**Lesetext:**
Nur eine kleine Anmerkung: Nicht vom Filmfest, aber von über­en­ga­gierten Pres­se­kol­legen werde ich darauf aufmerksam gemacht, dass es für bestimmte Filme ein »Embargo« gibt zum Schreiben über sie. Ich glaube, dass hier einige den Schuss noch nicht gehört haben. Alle Verleiher und ihre Pres­se­agenten können froh sein, wenn es überhaupt noch Leute gibt, die über Filme schreiben, vor während oder nach einem Embargo. Lange wird das nicht mehr der Fall sein.

Erst stirbt die Kritik, dann der Film.

+ + +

Es ist schon 15 Jahre her, da erschien das 14. Heft der Film­zeit­schrift Revolver. Darin kann man alles über die Film­kritik lernen, was man nicht weiß. Unter anderem, dass zu ihr notwendig Groß­zü­gig­keit gehört. Genauso wie zu ihr nicht weniger notwendig Kritik der Kritik und Selbst­kritik gehört. Hart, persön­lich, leiden­schaft­lich und unmiss­ver­s­tänd­lich in der Sprache.

**Gespeicherte Datensätze:**

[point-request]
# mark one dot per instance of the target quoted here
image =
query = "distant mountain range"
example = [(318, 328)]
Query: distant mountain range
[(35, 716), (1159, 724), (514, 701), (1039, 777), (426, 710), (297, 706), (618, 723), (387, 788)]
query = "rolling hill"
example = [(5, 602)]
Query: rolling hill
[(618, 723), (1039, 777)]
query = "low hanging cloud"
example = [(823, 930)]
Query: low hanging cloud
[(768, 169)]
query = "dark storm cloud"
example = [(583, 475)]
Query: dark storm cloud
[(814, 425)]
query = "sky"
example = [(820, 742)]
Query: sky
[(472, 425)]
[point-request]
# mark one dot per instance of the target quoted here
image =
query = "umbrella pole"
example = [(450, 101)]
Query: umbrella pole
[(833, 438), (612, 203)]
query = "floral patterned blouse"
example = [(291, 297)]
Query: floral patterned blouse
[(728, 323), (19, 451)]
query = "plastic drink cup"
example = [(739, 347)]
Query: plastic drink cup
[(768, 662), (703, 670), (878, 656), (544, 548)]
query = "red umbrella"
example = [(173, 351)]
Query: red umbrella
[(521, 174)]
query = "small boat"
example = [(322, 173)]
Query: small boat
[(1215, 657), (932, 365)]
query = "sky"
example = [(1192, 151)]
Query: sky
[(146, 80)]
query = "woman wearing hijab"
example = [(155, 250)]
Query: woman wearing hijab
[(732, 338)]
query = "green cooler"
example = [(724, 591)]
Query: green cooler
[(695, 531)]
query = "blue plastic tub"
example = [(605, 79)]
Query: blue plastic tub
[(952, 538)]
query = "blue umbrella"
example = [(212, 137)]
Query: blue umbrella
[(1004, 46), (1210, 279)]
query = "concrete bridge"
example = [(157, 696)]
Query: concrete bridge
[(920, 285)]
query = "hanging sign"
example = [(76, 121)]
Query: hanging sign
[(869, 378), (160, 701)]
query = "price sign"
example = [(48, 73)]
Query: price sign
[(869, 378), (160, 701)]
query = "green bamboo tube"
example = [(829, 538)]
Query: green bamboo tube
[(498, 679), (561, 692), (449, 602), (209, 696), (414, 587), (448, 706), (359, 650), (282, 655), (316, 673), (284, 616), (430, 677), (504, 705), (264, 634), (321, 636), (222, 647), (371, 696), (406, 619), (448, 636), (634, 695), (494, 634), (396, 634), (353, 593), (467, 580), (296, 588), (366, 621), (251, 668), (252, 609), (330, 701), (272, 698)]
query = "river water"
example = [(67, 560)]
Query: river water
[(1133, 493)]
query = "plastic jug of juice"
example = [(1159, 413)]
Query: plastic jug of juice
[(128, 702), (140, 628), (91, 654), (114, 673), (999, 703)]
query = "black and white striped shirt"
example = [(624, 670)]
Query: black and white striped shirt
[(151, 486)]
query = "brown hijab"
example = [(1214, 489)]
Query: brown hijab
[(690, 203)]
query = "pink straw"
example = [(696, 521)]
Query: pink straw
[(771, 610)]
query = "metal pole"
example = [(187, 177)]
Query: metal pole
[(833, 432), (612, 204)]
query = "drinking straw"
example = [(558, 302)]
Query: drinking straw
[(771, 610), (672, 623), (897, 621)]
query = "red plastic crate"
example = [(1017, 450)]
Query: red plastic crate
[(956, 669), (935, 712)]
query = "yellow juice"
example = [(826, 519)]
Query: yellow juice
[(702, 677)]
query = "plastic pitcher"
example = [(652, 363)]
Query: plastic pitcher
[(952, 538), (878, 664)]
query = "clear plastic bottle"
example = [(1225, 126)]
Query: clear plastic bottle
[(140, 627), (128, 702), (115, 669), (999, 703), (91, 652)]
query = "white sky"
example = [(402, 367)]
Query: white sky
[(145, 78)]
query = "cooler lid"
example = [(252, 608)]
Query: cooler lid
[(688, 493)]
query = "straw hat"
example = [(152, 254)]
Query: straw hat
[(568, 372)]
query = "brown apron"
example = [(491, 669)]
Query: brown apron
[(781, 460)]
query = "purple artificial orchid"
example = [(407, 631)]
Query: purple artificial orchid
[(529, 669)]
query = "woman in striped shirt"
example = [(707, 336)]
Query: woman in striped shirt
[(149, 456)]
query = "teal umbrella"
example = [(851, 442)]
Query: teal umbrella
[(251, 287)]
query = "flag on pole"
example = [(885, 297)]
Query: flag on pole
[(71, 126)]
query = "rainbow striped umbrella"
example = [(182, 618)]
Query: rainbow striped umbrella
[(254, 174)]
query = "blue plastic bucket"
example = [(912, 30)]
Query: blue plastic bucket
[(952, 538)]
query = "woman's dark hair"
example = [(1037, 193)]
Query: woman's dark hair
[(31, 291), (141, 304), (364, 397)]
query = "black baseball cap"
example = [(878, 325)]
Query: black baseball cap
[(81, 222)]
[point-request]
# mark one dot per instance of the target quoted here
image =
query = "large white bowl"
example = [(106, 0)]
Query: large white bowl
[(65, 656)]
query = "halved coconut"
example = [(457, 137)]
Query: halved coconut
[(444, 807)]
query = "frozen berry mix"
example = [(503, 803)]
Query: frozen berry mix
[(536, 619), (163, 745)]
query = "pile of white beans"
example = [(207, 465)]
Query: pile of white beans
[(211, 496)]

**Aufgabe:**
Fasse den Lesetext in zwei Sätzen zusammen.

**Ergebnis der Aufgabe:**
Der Text hält ein Embargo für das Schreiben über bestimmte Filme für verfehlt, weil Verleiher und Presseagenten froh sein können, dass überhaupt noch jemand über Filme schreibt, und er warnt, dass nach der Kritik auch der Film stirbt. Zudem verweist er auf das vor 15 Jahren erschienene 14. Heft der Filmzeitschrift Revolver, aus dem man lernen kann, dass zur Filmkritik Großzügigkeit sowie Kritik der Kritik und Selbstkritik gehören.